▶ [DOCUMENT EXCERPT]
--- begin ---

“Detecting Causality in Complex Ecosystems”

Sugihara, May, Ye, Hsieh, Deyle, Fogarty, and Munch published what I consider to be a pretty interesting paper in Science called “Detecting causality in complex ecosystems”, linked:

Professor Andrew Gelman of Columbia seemed unimpressed by the article, and I wondered why. Alas comments there are closed, so I’m soliciting discussion here. In particular, Sugihara, et al have extended the ideas of Granger causality which relies upon relative predictability of two time series in order to give a measure of causality. (There is another survey here.) Now, I know there’s been Bayesian work done in this area, and I would like to see if these things could be done using a more Bayesian framework. In particular, predictive distributions are, in some sense, more fundamental than even Bayesian posteriors, as long as dependence can be dealt with properly. (The subject here is time series here, after all.)

Sugihara, et al offer an algorithm called convergent cross-mapping (“CCM”) which, ironically, was motivated by the desire to fix problems Granger causation has with “less stochastic” systems. Some Granger tests, totally frequentist, don’t work well with nonlinear system models, and CCM might help.

--- end ---

▶ [THE PROBLEM] In the post about detecting causality in complex ecosystems, what algorithm do Sugihara et al. offer, and what problem was it meant to fix?

▶ [DATA ROWS]
--- begin ---

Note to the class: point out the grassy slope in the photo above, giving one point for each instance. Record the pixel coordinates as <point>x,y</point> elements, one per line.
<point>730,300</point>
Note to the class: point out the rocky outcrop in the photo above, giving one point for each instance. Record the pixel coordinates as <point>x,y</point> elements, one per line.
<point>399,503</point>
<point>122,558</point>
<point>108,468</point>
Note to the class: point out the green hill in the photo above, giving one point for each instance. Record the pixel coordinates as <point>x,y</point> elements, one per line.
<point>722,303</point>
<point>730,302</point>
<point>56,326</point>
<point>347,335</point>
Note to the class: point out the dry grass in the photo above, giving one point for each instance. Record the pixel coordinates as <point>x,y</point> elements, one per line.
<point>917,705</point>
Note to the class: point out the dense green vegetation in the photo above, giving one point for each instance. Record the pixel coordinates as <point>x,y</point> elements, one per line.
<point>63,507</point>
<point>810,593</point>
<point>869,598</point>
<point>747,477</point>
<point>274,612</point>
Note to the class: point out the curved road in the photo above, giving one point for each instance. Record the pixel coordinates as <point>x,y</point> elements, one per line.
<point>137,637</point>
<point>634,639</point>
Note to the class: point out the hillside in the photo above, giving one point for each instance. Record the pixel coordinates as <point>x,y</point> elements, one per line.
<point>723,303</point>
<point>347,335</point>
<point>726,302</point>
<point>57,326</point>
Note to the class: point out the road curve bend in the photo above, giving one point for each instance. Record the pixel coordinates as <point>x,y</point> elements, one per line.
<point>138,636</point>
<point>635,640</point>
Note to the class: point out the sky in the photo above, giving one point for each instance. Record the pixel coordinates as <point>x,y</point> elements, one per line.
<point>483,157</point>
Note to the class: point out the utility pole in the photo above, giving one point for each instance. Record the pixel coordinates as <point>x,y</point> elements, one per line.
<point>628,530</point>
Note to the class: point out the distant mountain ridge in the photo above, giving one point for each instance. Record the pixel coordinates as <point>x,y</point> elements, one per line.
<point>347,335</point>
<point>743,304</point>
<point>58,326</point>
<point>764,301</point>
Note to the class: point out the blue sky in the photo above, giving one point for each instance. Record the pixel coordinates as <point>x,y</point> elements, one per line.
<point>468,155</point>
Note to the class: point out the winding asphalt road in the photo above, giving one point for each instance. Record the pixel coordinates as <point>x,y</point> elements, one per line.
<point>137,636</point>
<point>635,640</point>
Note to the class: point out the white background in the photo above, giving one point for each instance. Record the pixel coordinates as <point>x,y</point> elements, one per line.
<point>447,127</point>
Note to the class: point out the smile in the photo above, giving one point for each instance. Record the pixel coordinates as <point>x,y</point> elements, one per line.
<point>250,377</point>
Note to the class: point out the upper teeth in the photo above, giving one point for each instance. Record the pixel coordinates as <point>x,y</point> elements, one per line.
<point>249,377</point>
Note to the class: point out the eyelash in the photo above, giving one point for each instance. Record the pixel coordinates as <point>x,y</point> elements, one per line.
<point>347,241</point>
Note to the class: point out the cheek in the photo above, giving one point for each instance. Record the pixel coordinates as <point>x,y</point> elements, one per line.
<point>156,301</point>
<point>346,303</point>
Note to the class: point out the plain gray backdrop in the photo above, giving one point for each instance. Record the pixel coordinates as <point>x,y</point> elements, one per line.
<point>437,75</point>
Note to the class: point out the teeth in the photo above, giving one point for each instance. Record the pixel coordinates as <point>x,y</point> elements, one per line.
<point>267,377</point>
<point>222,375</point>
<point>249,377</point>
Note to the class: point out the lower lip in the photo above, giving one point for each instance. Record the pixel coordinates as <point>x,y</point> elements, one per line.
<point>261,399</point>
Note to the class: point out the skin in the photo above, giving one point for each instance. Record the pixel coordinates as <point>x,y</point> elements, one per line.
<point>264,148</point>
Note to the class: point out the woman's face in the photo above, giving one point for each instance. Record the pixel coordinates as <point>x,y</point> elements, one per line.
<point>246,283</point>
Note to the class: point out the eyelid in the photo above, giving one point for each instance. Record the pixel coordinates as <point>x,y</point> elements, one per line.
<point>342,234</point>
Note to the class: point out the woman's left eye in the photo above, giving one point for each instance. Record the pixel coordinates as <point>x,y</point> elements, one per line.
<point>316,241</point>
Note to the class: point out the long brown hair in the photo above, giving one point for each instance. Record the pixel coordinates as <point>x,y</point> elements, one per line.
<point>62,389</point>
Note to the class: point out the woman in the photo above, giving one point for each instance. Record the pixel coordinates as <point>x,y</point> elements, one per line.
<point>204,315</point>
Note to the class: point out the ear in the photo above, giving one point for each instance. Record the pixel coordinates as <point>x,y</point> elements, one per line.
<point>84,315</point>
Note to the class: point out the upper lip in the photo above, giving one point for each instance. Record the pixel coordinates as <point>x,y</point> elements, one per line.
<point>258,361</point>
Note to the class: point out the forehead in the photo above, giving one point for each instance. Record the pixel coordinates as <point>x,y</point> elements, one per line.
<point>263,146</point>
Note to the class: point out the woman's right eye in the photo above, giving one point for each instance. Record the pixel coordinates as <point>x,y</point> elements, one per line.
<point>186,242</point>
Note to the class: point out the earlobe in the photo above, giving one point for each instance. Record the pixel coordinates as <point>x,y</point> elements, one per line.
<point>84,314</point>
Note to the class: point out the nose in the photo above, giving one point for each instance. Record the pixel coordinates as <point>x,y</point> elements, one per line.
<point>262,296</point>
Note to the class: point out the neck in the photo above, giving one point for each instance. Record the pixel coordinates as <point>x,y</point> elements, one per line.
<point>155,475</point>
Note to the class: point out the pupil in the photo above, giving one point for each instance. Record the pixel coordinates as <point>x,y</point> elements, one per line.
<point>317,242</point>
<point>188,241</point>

--- end ---

▶ [EXPECTED OUTPUT] They offer convergent cross-mapping (CCM), which was motivated by the desire to fix problems Granger causation has with "less stochastic" systems.